Things to do:
1 – According to the Jenrick passage, at what event did Jenrick make his remarks?
2 – Please echo the part of the Jenrick passage that opens with the words containing "Jenrick’s remarks were" and closes with "and industrial disputes.".
3 – Restate the paragraph of the Jenrick passage that begins "Jenrick's remarks were made" as a short list of its main facts.

Selected text:
Jenrick, the Shadow Justice Secretary and one of the Conservative Party’s rising figures, is under mounting pressure after a leaked recording revealed he described Handsworth as “as close as I’ve come to a slum in this country” and said he “didn’t see another white face” during a 90-minute visit earlier this year.
The comments, first reported by The Guardian, have reignited Britain’s long-simmering debate over race, class, and integration, and exposed a widening rift within the Conservative Party over how to speak about multiculturalism in post-Brexit Britain. Furthermore, this is a clear illustration of the conservative party’s disconnect from multicultural communities and their concerns.
“He Came Here to Film Rubbish, Not to Listen”
Jenrick’s remarks were made at a Conservative Association dinner in Aldridge-Brownhills in March, shortly after filming a social media video about Birmingham’s bin strike. His footage, showing littered streets, was meant to criticise Labour-run Birmingham City Council, then mired in financial crisis and industrial disputes.

Input data:
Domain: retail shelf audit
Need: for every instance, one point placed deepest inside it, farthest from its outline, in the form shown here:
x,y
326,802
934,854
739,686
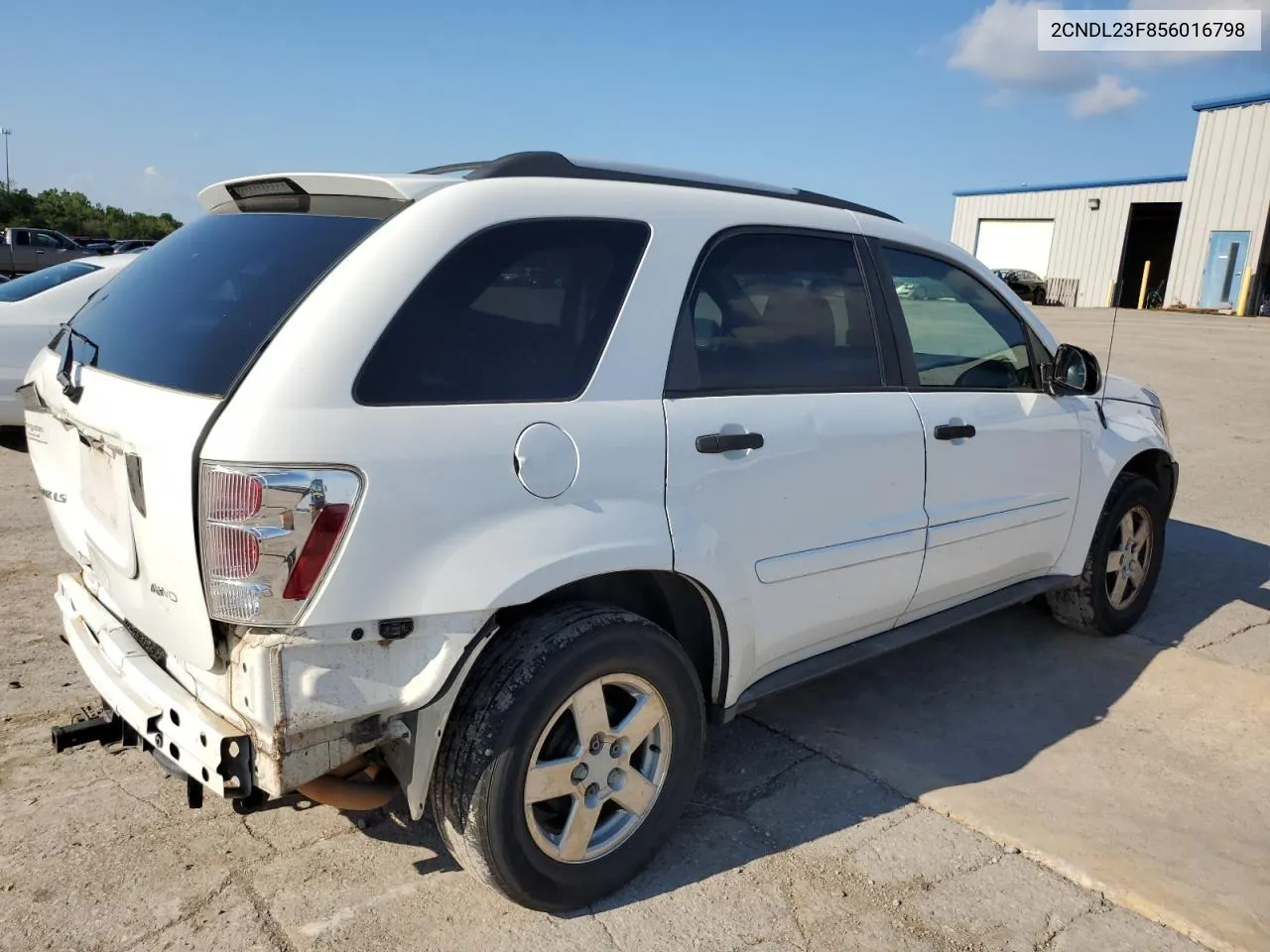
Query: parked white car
x,y
494,483
31,309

Solutions to the tasks:
1 – At a Conservative Association dinner in Aldridge-Brownhills in March.

2 –
Jenrick’s remarks were made at a Conservative Association dinner in Aldridge-Brownhills in March, shortly after filming a social media video about Birmingham’s bin strike. His footage, showing littered streets, was meant to criticise Labour-run Birmingham City Council, then mired in financial crisis and industrial disputes.

3 –
- Jenrick made the remarks at a Conservative Association dinner in Aldridge-Brownhills in March.
- This came shortly after he filmed a social media video about Birmingham's bin strike.
- The footage showed littered streets.
- It was meant to criticize Labour-run Birmingham City Council, which was then mired in financial crisis and industrial disputes.